演習のねらい
下の行のうち、「bathtub」という文字列を含むものをすべて抜き出し、そのまま書き写す。

抽出した行
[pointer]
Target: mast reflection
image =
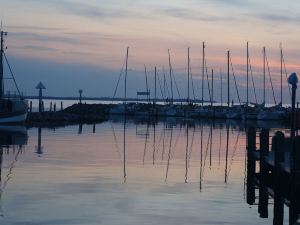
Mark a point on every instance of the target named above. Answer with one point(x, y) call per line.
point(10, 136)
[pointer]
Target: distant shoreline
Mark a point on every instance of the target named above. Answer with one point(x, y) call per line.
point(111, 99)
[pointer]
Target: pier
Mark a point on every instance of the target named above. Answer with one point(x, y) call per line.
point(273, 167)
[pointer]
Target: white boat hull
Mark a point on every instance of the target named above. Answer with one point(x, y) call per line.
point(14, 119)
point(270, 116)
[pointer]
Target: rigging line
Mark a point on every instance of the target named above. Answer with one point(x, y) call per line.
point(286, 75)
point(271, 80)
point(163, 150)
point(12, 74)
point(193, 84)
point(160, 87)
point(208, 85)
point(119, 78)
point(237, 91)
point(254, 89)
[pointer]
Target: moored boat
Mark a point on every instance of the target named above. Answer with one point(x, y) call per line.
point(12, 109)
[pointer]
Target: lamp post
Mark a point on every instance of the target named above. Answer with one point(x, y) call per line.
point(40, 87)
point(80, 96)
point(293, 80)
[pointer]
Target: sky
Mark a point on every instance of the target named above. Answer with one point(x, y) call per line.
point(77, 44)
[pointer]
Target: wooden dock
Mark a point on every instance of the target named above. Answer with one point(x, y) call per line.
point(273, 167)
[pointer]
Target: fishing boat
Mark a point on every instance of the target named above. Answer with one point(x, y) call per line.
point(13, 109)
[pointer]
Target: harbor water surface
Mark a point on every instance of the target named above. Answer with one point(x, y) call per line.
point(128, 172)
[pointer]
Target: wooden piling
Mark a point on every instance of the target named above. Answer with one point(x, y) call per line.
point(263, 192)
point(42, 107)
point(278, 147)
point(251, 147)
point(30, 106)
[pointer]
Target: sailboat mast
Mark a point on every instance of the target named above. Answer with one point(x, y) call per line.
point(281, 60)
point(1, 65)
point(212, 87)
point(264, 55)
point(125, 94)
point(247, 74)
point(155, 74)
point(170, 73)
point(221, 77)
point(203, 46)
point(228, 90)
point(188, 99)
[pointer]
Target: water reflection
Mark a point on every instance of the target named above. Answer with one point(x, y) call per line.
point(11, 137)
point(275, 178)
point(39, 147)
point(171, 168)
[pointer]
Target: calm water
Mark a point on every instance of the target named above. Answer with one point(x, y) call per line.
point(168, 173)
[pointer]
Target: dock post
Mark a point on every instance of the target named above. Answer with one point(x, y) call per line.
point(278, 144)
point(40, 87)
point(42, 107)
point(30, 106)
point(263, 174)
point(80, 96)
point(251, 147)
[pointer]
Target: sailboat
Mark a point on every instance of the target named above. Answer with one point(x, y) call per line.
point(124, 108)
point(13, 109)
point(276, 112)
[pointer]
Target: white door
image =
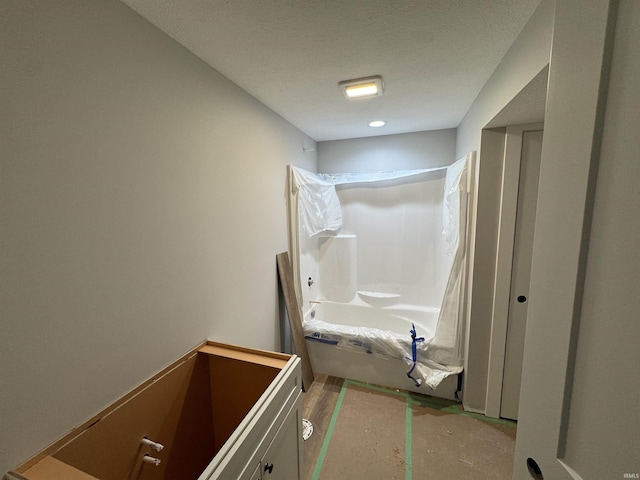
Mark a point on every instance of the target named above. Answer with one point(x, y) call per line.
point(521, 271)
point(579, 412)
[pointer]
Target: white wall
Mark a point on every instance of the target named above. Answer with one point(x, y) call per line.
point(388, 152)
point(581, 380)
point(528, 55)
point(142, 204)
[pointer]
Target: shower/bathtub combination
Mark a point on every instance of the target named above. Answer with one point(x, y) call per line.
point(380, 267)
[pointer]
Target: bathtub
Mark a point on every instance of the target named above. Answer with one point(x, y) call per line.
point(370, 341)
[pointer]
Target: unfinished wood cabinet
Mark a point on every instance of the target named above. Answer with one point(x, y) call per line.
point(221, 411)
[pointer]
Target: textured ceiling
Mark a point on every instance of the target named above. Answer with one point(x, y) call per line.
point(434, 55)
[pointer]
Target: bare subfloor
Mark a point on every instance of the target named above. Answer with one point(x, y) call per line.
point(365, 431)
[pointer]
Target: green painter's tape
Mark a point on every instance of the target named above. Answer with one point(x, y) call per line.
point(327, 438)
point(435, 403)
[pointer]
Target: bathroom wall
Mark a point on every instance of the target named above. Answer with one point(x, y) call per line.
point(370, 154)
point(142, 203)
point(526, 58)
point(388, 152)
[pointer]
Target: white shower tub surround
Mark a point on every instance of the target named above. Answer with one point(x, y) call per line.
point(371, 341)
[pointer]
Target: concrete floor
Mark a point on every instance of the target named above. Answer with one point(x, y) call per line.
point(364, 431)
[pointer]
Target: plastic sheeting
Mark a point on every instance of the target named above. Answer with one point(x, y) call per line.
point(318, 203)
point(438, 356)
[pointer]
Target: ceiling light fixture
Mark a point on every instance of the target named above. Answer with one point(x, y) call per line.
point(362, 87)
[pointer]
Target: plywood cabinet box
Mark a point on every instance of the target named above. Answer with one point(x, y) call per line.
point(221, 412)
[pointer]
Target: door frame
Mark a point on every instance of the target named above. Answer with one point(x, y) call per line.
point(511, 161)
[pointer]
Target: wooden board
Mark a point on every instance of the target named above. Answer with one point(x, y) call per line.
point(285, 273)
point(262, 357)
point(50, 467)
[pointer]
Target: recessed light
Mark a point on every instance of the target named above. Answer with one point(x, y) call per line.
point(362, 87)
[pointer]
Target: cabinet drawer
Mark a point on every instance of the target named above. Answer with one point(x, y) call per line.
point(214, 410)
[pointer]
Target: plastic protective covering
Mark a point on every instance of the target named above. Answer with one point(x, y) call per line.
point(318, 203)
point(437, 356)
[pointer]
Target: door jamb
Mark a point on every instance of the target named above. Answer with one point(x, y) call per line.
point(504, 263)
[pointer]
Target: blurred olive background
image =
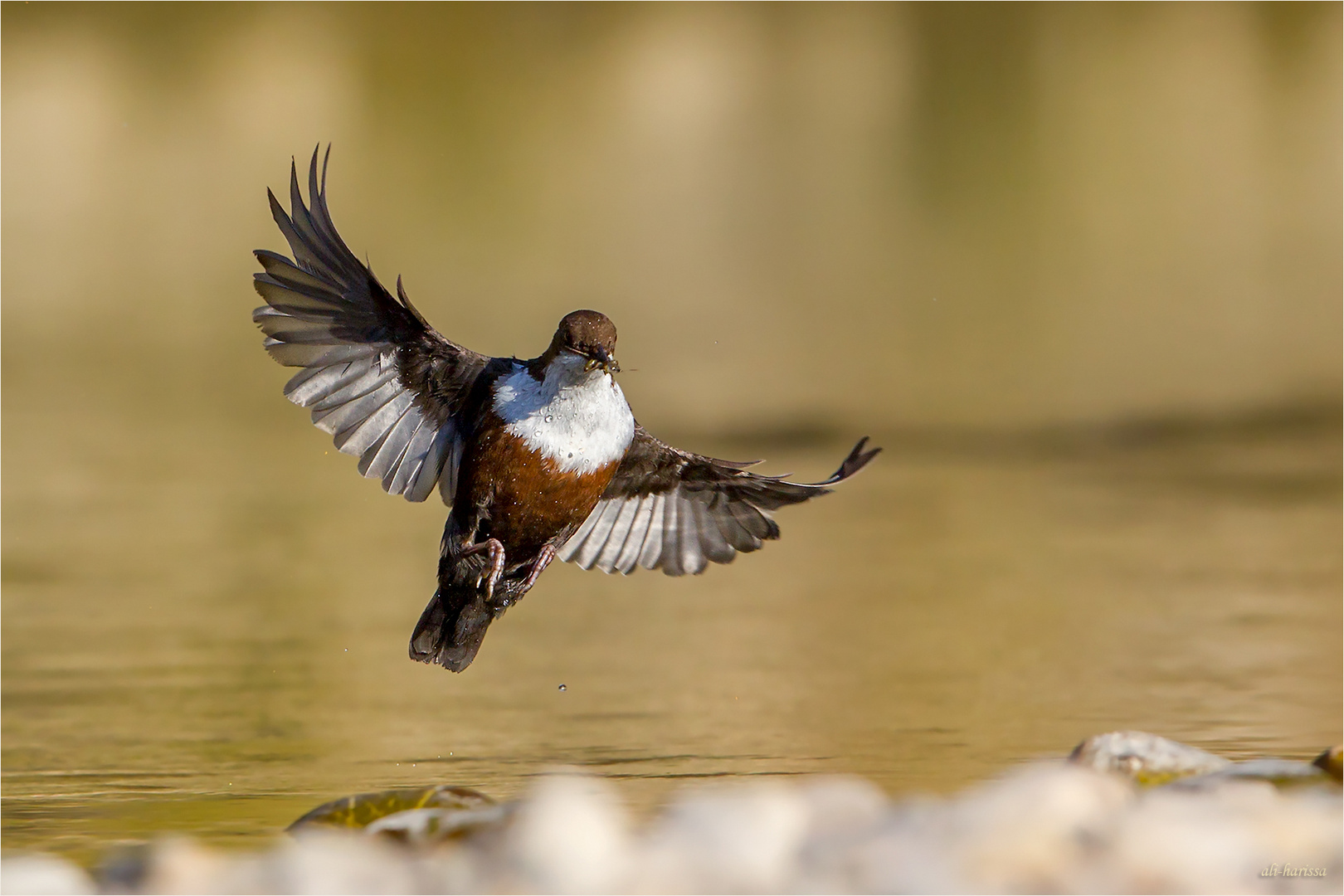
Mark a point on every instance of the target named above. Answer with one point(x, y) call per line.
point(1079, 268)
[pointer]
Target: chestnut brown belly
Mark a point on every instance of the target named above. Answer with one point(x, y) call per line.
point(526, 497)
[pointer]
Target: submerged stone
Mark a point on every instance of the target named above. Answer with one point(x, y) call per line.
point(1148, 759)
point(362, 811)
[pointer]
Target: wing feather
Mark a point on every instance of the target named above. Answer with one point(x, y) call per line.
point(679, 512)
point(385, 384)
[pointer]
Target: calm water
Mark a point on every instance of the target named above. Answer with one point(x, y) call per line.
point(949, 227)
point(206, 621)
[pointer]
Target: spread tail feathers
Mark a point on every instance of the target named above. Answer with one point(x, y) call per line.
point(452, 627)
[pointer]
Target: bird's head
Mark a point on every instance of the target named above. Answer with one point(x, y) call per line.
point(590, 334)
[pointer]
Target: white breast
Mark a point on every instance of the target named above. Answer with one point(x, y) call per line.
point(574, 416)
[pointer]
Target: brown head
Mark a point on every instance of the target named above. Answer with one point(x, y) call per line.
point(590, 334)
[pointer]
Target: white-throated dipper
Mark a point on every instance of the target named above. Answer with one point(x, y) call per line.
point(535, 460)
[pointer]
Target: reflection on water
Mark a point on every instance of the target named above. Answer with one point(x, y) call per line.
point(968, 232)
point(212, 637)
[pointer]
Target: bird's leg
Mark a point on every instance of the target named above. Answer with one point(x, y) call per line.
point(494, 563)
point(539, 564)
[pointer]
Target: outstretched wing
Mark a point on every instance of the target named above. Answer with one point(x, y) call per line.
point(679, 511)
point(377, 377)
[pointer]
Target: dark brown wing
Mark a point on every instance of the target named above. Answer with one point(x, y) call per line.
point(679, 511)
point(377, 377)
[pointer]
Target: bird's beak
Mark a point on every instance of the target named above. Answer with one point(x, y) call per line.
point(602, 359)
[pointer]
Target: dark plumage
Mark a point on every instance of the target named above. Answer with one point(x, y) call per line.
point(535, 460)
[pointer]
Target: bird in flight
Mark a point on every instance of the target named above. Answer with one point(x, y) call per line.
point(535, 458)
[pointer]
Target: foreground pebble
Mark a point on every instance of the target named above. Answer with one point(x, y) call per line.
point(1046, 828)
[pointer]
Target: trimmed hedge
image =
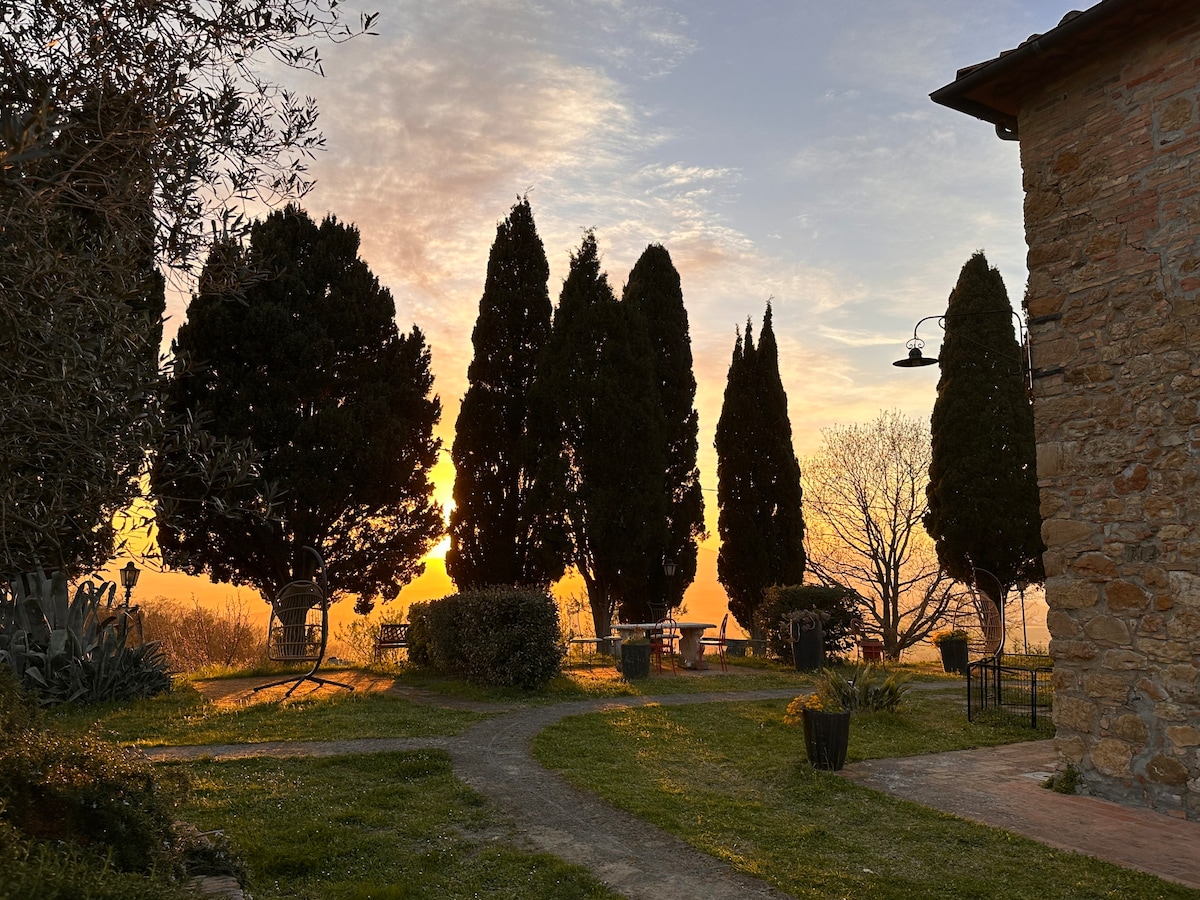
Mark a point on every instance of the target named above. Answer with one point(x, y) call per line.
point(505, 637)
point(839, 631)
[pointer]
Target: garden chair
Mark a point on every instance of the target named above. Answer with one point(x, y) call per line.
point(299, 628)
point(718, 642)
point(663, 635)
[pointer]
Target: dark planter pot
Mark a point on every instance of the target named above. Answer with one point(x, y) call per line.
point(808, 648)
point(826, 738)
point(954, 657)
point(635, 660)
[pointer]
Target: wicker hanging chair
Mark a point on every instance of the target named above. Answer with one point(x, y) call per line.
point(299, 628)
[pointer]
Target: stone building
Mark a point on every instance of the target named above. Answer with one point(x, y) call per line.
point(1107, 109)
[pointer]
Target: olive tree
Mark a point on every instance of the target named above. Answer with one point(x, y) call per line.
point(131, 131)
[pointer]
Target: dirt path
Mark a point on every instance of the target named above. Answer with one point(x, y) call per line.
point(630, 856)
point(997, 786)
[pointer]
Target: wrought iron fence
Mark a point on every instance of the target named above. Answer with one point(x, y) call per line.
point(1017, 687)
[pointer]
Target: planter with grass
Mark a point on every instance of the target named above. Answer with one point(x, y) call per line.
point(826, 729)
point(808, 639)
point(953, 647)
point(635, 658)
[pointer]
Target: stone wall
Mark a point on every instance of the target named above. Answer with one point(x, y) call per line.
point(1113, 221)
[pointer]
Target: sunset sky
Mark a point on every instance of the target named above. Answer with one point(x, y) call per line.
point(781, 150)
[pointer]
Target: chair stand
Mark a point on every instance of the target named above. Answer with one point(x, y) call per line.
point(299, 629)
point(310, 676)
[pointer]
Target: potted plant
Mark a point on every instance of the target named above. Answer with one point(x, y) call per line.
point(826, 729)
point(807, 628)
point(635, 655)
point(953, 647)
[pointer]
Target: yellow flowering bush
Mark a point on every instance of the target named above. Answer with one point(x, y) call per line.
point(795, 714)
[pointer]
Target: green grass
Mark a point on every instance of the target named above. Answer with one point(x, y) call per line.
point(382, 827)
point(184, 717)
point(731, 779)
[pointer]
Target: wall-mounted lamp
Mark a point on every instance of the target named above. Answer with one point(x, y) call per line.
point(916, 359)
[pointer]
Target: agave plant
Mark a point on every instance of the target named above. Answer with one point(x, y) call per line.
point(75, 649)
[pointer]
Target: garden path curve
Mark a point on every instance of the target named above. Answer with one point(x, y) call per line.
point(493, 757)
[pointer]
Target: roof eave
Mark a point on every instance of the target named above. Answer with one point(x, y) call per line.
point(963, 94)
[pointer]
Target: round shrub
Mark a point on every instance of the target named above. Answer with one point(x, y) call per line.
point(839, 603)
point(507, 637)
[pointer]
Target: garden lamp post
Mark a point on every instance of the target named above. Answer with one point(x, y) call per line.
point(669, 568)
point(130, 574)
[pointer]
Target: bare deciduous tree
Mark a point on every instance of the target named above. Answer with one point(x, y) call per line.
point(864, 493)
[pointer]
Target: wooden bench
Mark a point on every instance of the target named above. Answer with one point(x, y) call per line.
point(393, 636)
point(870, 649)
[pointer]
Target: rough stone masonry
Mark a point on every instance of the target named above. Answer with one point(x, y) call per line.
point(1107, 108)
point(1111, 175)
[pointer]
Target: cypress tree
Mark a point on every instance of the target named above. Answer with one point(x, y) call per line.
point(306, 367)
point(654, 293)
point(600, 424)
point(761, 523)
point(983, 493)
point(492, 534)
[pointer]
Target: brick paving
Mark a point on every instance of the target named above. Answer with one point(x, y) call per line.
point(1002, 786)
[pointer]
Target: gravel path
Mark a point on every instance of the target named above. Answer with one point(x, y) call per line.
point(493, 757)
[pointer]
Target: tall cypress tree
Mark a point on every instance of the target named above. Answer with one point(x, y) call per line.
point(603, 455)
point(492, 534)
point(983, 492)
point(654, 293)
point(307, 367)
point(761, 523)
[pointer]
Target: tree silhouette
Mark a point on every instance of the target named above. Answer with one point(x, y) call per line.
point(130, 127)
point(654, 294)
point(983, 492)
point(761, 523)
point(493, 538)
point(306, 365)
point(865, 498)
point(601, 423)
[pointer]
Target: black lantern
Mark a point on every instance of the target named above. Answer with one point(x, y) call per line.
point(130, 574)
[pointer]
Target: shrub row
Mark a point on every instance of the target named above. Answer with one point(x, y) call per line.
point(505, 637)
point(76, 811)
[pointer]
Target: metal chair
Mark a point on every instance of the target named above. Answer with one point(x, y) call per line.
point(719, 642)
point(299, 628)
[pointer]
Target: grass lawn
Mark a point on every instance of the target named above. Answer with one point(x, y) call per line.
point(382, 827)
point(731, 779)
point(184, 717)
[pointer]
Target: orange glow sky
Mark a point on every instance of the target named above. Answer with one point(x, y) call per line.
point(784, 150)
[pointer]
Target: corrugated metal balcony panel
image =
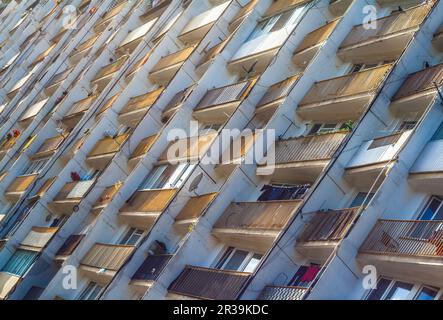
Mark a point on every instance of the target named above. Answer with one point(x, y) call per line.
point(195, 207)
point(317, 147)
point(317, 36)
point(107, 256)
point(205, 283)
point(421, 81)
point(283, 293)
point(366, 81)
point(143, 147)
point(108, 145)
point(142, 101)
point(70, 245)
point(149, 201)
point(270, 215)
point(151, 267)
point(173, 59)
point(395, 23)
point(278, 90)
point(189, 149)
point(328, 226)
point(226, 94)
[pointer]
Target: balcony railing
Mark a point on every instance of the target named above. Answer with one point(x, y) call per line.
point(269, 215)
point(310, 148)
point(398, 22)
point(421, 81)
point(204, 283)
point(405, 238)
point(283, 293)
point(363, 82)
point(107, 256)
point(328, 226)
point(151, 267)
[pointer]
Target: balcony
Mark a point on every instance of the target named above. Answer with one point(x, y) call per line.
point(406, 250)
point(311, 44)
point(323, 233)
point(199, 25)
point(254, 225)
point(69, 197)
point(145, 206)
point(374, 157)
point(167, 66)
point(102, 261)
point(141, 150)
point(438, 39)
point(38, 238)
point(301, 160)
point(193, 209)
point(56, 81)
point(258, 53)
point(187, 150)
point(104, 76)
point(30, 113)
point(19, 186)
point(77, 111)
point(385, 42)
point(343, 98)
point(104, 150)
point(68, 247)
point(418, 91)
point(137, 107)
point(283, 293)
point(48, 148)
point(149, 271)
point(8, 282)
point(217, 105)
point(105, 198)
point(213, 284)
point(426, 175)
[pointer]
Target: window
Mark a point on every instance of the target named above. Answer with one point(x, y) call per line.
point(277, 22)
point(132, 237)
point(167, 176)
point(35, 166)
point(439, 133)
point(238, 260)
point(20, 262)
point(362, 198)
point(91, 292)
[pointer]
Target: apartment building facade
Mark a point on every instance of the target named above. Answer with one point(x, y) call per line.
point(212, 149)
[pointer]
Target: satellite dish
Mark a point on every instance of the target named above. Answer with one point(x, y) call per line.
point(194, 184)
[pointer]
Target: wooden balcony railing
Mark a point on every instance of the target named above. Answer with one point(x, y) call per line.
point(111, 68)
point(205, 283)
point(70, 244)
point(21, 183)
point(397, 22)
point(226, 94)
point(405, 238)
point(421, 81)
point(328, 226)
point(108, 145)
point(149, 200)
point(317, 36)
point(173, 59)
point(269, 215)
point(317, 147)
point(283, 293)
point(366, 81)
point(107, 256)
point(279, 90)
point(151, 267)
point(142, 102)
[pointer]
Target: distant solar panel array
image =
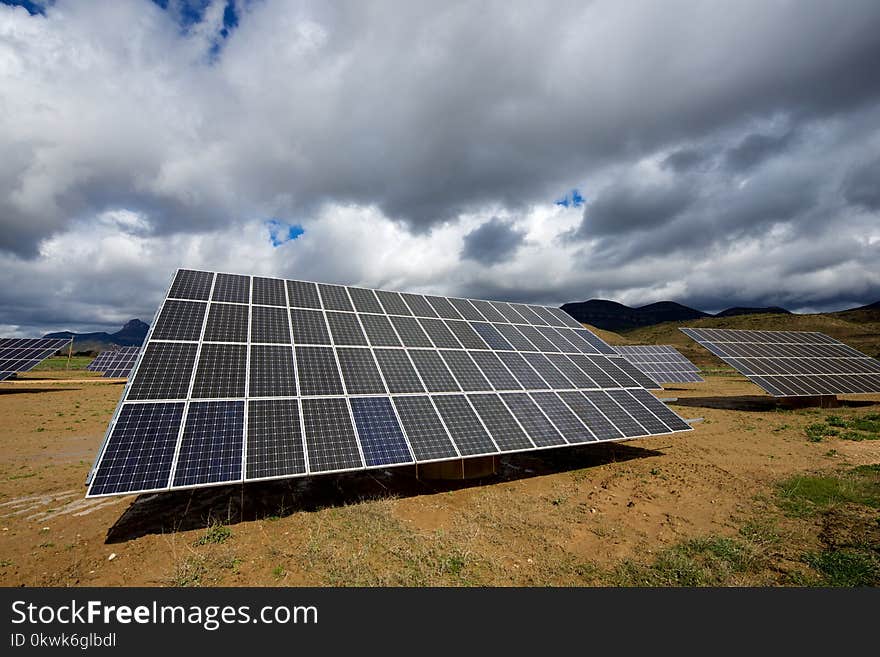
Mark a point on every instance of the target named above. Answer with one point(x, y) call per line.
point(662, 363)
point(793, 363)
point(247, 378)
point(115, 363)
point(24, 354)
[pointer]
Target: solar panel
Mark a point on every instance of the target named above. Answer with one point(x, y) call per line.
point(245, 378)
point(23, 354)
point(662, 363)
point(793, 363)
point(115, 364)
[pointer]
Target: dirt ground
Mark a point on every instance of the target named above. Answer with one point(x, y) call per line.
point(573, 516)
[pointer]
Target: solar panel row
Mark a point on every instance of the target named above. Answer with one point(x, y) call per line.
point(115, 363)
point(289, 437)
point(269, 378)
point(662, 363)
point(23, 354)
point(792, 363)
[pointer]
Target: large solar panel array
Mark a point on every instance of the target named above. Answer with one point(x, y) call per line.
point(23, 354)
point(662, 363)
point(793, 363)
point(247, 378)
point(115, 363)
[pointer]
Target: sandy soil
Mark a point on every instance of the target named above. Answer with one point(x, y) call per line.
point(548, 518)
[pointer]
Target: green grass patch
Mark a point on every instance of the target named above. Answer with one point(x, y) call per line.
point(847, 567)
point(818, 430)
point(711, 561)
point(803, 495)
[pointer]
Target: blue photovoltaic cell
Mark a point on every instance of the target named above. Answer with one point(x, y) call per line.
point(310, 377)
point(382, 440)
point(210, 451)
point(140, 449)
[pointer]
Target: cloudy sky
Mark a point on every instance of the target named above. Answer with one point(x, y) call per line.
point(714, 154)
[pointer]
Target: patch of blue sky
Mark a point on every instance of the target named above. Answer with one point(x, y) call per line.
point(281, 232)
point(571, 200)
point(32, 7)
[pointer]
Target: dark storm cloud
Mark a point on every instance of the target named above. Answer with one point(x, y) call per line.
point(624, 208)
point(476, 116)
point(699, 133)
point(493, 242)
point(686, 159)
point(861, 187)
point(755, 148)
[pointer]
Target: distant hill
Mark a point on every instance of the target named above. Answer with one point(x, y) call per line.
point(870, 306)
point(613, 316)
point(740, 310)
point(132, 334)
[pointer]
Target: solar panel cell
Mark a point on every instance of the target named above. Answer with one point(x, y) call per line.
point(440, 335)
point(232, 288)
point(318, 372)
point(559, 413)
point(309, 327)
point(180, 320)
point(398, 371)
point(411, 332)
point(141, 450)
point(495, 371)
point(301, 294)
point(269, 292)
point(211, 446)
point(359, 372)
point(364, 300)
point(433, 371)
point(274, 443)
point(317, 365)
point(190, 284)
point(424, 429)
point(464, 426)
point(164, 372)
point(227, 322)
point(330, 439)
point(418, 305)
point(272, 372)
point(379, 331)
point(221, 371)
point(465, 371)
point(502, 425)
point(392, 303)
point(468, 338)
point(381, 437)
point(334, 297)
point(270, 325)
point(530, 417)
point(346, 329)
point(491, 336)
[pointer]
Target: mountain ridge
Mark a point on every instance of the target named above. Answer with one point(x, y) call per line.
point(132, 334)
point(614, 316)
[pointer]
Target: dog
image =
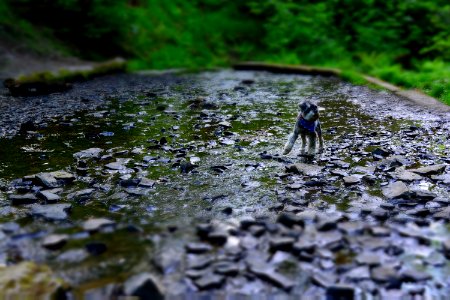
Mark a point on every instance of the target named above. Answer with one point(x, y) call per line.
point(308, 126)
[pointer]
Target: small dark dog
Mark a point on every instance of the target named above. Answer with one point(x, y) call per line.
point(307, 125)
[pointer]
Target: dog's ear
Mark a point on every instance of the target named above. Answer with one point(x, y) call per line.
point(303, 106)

課題の解答
Target: shower/bathtub combination
Target: bathtub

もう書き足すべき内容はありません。